-- What to work on --
Could you rewrite the records as a Markdown table with the columns Row and Line, covering everything from the line that contains "The service MUST return one point per instance of the distant" down to the line that contains "pixel 995 393", one numbered row per line and no blank lines?
══════
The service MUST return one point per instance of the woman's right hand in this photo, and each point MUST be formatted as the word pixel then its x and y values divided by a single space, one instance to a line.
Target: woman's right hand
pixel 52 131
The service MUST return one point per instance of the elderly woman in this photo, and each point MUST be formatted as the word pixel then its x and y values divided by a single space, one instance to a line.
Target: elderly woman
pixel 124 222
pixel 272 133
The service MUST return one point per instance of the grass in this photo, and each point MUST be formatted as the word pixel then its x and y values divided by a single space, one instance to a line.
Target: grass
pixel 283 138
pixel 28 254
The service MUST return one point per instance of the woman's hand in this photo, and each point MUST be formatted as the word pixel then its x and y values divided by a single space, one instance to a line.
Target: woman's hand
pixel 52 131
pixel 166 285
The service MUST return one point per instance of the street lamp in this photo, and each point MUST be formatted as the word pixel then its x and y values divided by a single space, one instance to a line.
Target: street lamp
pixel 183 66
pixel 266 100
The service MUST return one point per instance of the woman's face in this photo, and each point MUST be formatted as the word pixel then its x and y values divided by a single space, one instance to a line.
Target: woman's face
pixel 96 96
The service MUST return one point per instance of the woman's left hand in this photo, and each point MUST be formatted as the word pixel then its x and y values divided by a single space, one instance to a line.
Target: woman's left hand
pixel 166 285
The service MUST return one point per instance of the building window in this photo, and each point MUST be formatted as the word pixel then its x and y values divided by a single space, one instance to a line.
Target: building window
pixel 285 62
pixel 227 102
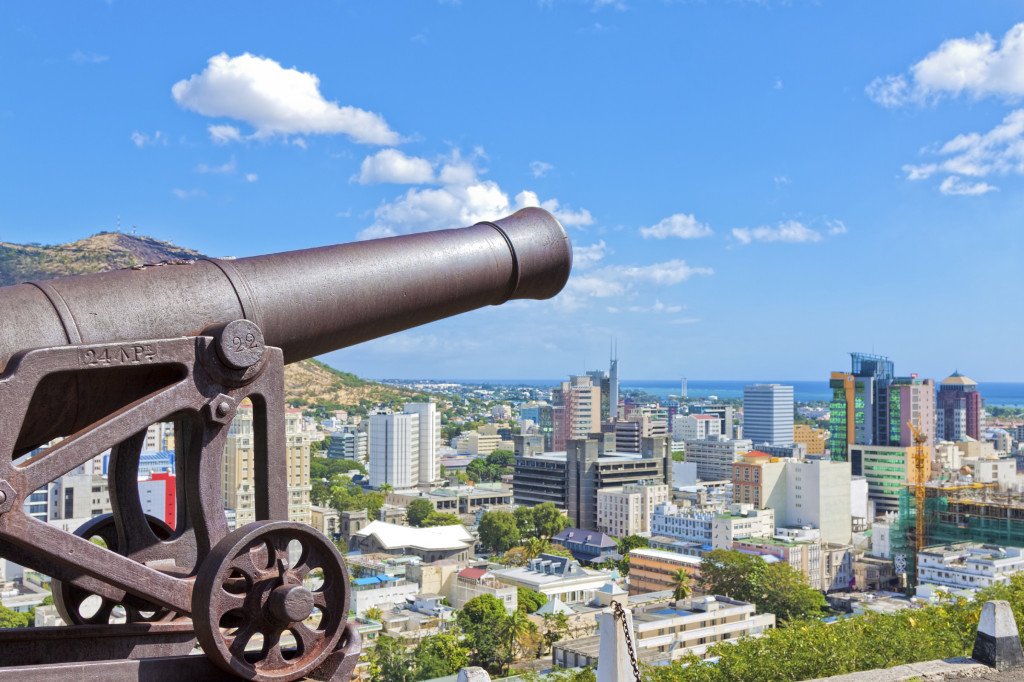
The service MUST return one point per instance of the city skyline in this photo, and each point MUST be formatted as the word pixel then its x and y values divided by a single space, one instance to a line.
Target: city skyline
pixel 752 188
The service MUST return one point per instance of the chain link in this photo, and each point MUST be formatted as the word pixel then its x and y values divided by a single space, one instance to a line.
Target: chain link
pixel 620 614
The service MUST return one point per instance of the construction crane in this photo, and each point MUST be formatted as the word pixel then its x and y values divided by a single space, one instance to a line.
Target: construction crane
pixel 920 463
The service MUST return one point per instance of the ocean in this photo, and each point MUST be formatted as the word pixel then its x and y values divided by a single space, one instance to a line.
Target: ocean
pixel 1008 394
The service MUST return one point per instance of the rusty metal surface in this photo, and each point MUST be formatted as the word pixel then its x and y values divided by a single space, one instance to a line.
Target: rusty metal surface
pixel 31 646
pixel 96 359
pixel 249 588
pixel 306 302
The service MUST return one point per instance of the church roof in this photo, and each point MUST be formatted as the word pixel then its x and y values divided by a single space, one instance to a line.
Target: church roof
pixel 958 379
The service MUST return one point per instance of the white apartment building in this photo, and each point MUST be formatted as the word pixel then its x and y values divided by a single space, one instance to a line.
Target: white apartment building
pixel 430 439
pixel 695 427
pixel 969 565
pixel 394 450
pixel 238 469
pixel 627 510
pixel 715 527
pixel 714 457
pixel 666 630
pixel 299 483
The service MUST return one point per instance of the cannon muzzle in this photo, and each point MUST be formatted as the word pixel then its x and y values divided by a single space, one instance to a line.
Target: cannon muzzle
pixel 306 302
══════
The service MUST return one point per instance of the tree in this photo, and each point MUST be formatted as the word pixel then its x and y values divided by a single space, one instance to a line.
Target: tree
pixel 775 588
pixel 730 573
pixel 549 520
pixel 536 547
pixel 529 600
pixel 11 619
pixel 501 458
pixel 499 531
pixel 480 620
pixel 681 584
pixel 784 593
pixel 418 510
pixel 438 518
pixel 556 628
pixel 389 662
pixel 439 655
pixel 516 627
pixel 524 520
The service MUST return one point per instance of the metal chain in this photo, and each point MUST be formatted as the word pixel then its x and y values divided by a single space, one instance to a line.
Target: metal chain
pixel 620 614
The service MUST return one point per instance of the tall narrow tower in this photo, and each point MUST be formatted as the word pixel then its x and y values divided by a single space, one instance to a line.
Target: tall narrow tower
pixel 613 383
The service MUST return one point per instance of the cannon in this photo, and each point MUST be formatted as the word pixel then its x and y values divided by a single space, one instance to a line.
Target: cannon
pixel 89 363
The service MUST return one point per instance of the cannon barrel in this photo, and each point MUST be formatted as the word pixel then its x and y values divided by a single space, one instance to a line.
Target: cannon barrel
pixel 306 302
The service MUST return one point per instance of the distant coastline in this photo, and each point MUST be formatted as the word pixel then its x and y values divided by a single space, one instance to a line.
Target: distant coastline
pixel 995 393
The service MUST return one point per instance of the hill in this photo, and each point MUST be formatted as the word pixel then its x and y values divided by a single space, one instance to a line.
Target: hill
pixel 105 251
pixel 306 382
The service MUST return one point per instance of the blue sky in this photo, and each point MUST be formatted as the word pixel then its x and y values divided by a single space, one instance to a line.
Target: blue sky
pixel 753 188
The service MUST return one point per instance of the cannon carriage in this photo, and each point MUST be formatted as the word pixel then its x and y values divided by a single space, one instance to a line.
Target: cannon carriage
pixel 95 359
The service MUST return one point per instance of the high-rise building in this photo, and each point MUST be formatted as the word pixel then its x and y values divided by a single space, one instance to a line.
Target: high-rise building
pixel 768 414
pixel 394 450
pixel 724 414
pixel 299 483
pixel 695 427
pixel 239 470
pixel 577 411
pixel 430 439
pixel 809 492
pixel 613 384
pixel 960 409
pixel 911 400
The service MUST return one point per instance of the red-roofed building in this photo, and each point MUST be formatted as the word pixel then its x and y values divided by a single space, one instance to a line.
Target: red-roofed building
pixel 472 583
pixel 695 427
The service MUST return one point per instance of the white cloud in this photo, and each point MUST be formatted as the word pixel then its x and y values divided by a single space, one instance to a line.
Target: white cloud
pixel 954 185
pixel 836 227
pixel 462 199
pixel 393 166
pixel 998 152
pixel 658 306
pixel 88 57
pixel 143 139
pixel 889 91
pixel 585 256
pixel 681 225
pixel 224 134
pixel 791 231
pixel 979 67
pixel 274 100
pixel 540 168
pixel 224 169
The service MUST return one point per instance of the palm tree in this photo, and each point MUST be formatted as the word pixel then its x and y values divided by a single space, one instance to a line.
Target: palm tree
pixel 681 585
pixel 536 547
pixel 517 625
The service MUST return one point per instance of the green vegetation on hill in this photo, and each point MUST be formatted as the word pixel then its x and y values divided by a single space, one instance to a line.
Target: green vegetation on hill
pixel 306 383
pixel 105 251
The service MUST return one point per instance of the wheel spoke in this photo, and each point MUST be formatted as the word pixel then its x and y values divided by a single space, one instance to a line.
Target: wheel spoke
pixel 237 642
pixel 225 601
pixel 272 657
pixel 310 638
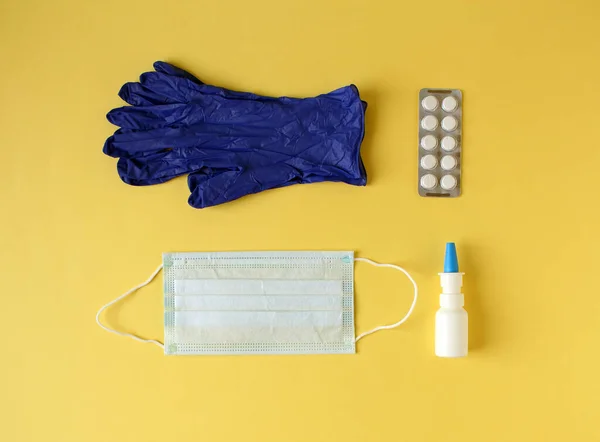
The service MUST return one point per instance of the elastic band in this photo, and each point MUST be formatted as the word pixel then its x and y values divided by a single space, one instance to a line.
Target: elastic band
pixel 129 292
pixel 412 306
══════
-- Finished task --
| Row | Line |
|---|---|
| 1 | The service MUST return one point per instance of the distant coastline in this photo, and each point MUST be formatted as the word pixel then its x and y values divided by a single space, one instance to a line. |
| 2 | Target: distant coastline |
| 3 | pixel 995 393 |